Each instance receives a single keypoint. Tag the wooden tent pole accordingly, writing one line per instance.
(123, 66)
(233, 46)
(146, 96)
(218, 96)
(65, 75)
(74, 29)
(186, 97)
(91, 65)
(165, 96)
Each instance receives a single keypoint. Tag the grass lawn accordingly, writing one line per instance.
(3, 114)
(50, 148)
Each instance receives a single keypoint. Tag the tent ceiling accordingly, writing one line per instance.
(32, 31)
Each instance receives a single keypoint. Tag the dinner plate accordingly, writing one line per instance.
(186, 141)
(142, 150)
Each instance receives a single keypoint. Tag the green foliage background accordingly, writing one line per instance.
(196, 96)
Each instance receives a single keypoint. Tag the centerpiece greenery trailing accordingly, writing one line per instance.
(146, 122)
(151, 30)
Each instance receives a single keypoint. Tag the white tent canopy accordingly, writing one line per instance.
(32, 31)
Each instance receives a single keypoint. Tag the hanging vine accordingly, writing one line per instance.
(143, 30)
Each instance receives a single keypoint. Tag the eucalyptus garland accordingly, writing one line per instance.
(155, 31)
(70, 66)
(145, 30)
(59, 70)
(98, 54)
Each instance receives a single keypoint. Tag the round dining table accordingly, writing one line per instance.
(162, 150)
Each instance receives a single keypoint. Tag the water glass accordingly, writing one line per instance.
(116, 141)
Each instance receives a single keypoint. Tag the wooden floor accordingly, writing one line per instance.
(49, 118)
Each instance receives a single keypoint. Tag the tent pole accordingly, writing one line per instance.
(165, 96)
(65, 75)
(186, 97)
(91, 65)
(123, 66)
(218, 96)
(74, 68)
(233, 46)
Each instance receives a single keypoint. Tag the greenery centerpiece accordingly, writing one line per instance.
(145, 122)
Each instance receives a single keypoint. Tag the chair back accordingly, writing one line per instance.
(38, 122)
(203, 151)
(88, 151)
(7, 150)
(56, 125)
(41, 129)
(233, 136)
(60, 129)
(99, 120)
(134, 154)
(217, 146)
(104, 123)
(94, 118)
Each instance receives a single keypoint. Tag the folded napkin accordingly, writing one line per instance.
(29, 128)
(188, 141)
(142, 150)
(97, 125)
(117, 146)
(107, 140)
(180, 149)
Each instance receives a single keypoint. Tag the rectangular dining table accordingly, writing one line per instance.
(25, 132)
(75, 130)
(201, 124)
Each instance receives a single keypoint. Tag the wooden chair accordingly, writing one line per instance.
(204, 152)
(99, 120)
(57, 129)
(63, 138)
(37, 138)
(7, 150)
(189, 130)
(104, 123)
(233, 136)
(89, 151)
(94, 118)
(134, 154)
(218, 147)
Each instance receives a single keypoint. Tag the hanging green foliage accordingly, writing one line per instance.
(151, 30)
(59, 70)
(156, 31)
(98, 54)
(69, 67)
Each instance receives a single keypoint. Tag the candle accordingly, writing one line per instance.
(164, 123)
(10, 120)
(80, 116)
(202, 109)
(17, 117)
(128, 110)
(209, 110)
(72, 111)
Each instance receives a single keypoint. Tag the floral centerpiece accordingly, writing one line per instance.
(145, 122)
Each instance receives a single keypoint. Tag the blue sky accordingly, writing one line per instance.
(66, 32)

______________________________

Required task:
Restate the listing above word for word.

Answer in full:
Each instance receives a single keypoint. Tag the wooden tent pole accordingly, writing one line per instance.
(123, 66)
(233, 46)
(146, 96)
(218, 96)
(65, 75)
(74, 29)
(186, 97)
(91, 65)
(165, 96)
Each instance receives a single keypoint. Tag the grass lawn accordingly, writing one line per instance.
(3, 114)
(50, 148)
Each instance receives a single keypoint. Tag the tent ceiling accordingly, writing one line per instance.
(32, 31)
Each instance receives a single keypoint. Tag the dinner plate accordingly, writing one line per instance.
(186, 141)
(142, 150)
Each instance receives a single keypoint. Tag the green foliage background accordingly, writing one line per instance.
(196, 96)
Each instance receives a single keypoint. Tag the centerpiece greenery trailing accordingly, writing one line per instance.
(146, 122)
(151, 30)
Each instance receives a single keypoint. Tag the white tent canopy accordingly, writing one line per instance.
(32, 31)
Each instance receives a single keypoint. Tag the hanging vine accordingly, writing one line per instance.
(143, 30)
Each instance receives a single keypoint. Tag the eucalyptus garland accordingly, writing one line per instance.
(155, 31)
(70, 66)
(145, 30)
(59, 70)
(98, 54)
Each instance receives a single keypoint. Tag the round dining table accordingly, writing one line per instance.
(162, 150)
Each instance receives a single keypoint. Tag the water glass accordingly, writing one line per instance.
(116, 141)
Each instance receives a single keypoint. Tag the wooden floor accordingly, writing one line per instance.
(49, 118)
Each instance receives a single keypoint. Tag the tent pole accordingly, writing one line per instance.
(165, 96)
(65, 75)
(186, 97)
(91, 65)
(123, 66)
(218, 96)
(74, 68)
(233, 46)
Each instance receives a single keypoint. Tag the greenery centerpiece accordingly, writing one line per instance.
(145, 122)
Each instance receives a single keypoint. Tag the chair back accordingly, writing one line per instance.
(38, 122)
(203, 151)
(88, 151)
(7, 150)
(56, 125)
(41, 129)
(233, 136)
(60, 129)
(99, 120)
(134, 154)
(217, 146)
(104, 123)
(94, 118)
Each instance receives a single keypoint. Tag the folded napkin accordingly, writing one line per instance.
(29, 128)
(188, 141)
(142, 150)
(97, 125)
(117, 146)
(107, 140)
(180, 149)
Each instance receives a single keypoint. Tag the rectangular dining table accordingly, writing one line per instance.
(25, 132)
(75, 130)
(201, 124)
Each instance receives a single keypoint. Tag the wooden chair accordingly, writing one line per instance.
(204, 152)
(99, 120)
(57, 129)
(63, 138)
(37, 138)
(7, 150)
(189, 130)
(104, 123)
(233, 136)
(89, 151)
(94, 118)
(134, 154)
(218, 147)
Each instance receives a single keypoint. Tag the hanging green foliage accordingly, writing one line per instance.
(151, 30)
(59, 70)
(156, 31)
(98, 54)
(69, 67)
Each instance receives a single keypoint. Tag the candle accordingly, writing one line per instance.
(164, 123)
(10, 120)
(80, 116)
(202, 109)
(17, 117)
(128, 110)
(209, 110)
(72, 111)
Each instance receives a single keypoint. Tag the floral centerpiece accordingly, writing one line per instance.
(145, 122)
Each instance receives a single keypoint. Tag the blue sky accordingly, writing one line per instance.
(66, 32)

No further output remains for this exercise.